Crianças ensaiam diariamente para a maratona de apresentações que estão por vir. Hoje, eles tocam no Teatro da UFPE. Com o violino posicionado abaixo do queixo, Natália arrisca as notas iniciais do primeiro movimento do Concerto em A menor, de Vivaldi. Erra, recomeça. Tenta outra vez. "Comece aqui na terceira corda", diz o paciente Luiz Carlos. Nervosa, erra outra vez, mas não desiste. Aos poucos, tocando devagar, as notas desafinadas vão se harmonizando. Há menos de um ano, Natália, dez anos, frequenta as aulas diárias oferecidas pelo Projeto Beneficiente Criança Cidadã, que completa neste mês a mesma idade dela. Para comemorar a data redonda, o carro-chefe do projeto, a Orquestra Criança Cidadã, apresenta-se hoje no palco do Teatro da UFPE, a partir das 19h30.
O concerto também comemora um bom começo de ano. Passados quase 4 anosde sua criação, a orquestra é hoje sinônimo de projeto social de sucesso, no estado. Está concorrendo a um prêmio internacional na área e é a principal atração de outro projeto, o Circulação de Música Instrumental, que tem início na próxima quinta-feira. "O Circulação tem um caráter social muito forte, e quando pensamos em alguma ação social que trabalhe com música, a orquestra foi o que primeiro grupo que veio à memória. É uma referência", explica Rinaldo Ferraz, um dos gerentes da A-Sim, produtora do evento.

Entradas de um conjunto de dados de apontamento
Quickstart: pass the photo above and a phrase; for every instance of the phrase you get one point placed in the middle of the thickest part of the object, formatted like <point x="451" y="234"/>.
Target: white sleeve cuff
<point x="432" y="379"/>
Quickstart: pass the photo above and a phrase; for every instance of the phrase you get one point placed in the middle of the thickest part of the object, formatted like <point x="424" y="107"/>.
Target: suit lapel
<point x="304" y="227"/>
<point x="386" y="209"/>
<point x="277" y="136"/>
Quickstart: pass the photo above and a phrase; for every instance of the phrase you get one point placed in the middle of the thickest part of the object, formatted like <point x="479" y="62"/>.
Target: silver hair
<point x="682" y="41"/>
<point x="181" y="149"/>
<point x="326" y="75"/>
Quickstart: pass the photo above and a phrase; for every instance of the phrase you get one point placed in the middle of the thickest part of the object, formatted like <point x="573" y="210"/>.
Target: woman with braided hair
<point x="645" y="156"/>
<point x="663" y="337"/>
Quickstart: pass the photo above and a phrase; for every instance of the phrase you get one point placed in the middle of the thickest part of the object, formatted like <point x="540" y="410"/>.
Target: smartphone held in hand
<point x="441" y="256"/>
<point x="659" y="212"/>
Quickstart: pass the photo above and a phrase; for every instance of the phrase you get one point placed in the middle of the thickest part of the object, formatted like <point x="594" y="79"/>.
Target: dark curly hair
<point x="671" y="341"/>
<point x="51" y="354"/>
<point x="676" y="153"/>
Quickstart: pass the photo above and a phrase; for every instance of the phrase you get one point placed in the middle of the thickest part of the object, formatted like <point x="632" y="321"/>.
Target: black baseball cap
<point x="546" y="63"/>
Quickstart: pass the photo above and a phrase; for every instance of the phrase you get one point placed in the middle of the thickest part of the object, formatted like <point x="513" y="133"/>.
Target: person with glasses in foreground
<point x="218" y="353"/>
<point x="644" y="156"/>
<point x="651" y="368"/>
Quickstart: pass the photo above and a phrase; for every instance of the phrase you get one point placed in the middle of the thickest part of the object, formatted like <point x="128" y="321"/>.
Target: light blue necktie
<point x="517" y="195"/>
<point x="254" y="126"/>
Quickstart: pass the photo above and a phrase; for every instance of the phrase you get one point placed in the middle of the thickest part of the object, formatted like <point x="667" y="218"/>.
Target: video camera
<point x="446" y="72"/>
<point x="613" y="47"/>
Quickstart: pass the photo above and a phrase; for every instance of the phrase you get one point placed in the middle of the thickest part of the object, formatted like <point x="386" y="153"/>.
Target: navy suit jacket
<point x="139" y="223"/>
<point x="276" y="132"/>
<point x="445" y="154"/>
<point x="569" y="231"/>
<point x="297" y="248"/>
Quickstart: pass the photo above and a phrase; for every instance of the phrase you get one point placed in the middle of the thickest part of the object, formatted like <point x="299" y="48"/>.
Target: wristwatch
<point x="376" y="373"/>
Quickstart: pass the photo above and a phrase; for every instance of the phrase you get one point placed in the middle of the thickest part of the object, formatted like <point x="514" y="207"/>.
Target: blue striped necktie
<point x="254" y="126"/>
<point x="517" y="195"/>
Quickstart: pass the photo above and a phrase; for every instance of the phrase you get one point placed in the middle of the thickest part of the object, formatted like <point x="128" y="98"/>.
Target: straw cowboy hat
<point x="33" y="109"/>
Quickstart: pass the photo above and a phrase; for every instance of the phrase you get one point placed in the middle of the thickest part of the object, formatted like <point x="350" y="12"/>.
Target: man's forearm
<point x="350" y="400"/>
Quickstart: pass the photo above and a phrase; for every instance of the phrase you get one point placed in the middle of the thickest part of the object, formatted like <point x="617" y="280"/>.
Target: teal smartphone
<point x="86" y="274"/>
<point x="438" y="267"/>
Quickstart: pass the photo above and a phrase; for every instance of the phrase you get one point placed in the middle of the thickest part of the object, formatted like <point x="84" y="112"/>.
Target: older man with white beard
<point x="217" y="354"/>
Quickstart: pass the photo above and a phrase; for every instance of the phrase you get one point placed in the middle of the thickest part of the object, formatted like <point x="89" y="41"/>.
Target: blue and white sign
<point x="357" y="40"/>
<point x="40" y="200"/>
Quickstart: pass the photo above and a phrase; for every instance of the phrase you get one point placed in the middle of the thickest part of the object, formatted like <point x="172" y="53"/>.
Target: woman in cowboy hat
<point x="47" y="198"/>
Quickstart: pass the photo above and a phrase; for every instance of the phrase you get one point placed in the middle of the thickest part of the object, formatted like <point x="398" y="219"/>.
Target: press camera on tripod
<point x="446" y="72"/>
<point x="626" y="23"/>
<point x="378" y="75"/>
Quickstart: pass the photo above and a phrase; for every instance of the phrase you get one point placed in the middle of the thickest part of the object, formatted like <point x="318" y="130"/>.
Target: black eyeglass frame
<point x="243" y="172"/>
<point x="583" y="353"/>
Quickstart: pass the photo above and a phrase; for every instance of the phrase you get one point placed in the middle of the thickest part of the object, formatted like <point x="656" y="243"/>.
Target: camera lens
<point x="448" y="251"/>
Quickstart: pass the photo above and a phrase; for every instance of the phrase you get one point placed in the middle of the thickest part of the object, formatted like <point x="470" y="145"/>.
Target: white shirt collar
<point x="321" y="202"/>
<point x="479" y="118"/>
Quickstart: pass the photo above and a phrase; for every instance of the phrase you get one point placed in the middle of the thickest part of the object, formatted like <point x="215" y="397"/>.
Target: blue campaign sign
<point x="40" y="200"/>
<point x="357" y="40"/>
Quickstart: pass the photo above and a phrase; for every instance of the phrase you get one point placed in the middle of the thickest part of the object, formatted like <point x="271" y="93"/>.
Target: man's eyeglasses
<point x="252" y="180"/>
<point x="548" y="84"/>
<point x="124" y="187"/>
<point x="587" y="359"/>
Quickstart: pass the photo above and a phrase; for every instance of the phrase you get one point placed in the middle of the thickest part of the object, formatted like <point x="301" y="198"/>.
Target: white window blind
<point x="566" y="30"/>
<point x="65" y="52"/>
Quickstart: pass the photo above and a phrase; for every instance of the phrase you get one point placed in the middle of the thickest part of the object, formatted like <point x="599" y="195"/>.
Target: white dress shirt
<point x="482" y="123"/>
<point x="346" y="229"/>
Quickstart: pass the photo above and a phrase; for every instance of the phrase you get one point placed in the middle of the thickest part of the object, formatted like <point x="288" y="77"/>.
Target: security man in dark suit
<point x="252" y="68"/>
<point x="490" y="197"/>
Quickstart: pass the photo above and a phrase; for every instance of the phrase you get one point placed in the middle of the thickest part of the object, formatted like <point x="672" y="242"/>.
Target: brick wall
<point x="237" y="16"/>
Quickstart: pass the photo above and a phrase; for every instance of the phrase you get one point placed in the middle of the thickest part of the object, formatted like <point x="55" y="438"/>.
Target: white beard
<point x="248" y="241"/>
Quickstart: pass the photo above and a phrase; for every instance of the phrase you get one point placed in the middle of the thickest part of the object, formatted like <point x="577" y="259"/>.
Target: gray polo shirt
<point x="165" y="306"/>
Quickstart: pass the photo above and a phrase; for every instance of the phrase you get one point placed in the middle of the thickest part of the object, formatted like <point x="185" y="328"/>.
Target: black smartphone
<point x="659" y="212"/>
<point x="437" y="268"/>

* [EXERCÍCIOS]:
1 – De acordo com o trecho sobre a Orquestra Criança Cidadã, a que horas começa a apresentação no Teatro da UFPE?
2 – Transcreva sem alterações a parte do trecho sobre a Orquestra Criança Cidadã que começa nas palavras "Crianças ensaiam diariamente" e termina após "partir das 19h30.".
3 – Dê prosseguimento ao trecho sobre a Orquestra Criança Cidadã, escrevendo a parte que viria logo depois da última frase apresentada.

* [RESPOSTAS DOS EXERCÍCIOS]:
1 – A partir das 19h30.

2 –
Crianças ensaiam diariamente para a maratona de apresentações que estão por vir. Hoje, eles tocam no Teatro da UFPE. Com o violino posicionado abaixo do queixo, Natália arrisca as notas iniciais do primeiro movimento do Concerto em A menor, de Vivaldi. Erra, recomeça. Tenta outra vez. "Comece aqui na terceira corda", diz o paciente Luiz Carlos. Nervosa, erra outra vez, mas não desiste. Aos poucos, tocando devagar, as notas desafinadas vão se harmonizando. Há menos de um ano, Natália, dez anos, frequenta as aulas diárias oferecidas pelo Projeto Beneficiente Criança Cidadã, que completa neste mês a mesma idade dela. Para comemorar a data redonda, o carro-chefe do projeto, a Orquestra Criança Cidadã, apresenta-se hoje no palco do Teatro da UFPE, a partir das 19h30.

3 –
No primeiro e segundo módulos do Circulação, os meninos e meninas da orquestra, todos moradores do Coque, vão tocar dentro de escolas da rede pública, em quatro cidades. Depois, à noite, fazem um concerto aberto ao público. Recife, Olinda, Caruaru e Garanhuns vão receber as duas primeiras etapas do projeto, que captou R$ 795 mil através da lei Rouanet. Triunfo e Petrolina vão receber o último módulo, no segundo semestre.
Mas para este ano, o projeto mais ambicioso da Orquestra é a construção de uma sala de concertos própria, com 700 lugares. "A mesma capacidade do Teatro de Santa Isabel", destaca o coordenador geral do grupo, o juiz João José Rocha Targino. Já batizada de Sala de Concertos Presidente Lula, o espaço está orçado em R$ 4 milhões, que deverão ser arrecadados junto à iniciativa privada. "O presidente deve assinar em breve a cessão de direito de uso de um terreno da Marinha que fica em frente ao quartel do Cabanga, onde a orquestra ensaia", adianta o desembargador Nildo Neri dos Santos, presidente da Projeto Beneficiente Criança Cidadã.
Profissionalização - Quase todos os 130 jovens têm o sonho de se profissionalizar na música. Apaixonada pelas composições de Haydn e Brahms, a violoncelista Bianca de Cássia, de 14 anos, se impôs a meta de tocar em um grande conjunto europeu. "Daqui do Brasil, só gosto da Orquestra Sinfônica de São Paulo", diz a menina, que tem aula de alemão todo sábado, dentro do projeto.
"A noção do que é a vida mudou", afirma Luiz Carlos, o monitor, sobre o despertar para amúsica. "Vida não é só brincar. É também trabalho, estudo. Cada um tem sua hora", diz Carlos, que hoje só ouve música instrumental. "Meu favorito é Mozart. Ele faz uma música bonita, delicada e com estilo", avalia o jovem de 15 anos.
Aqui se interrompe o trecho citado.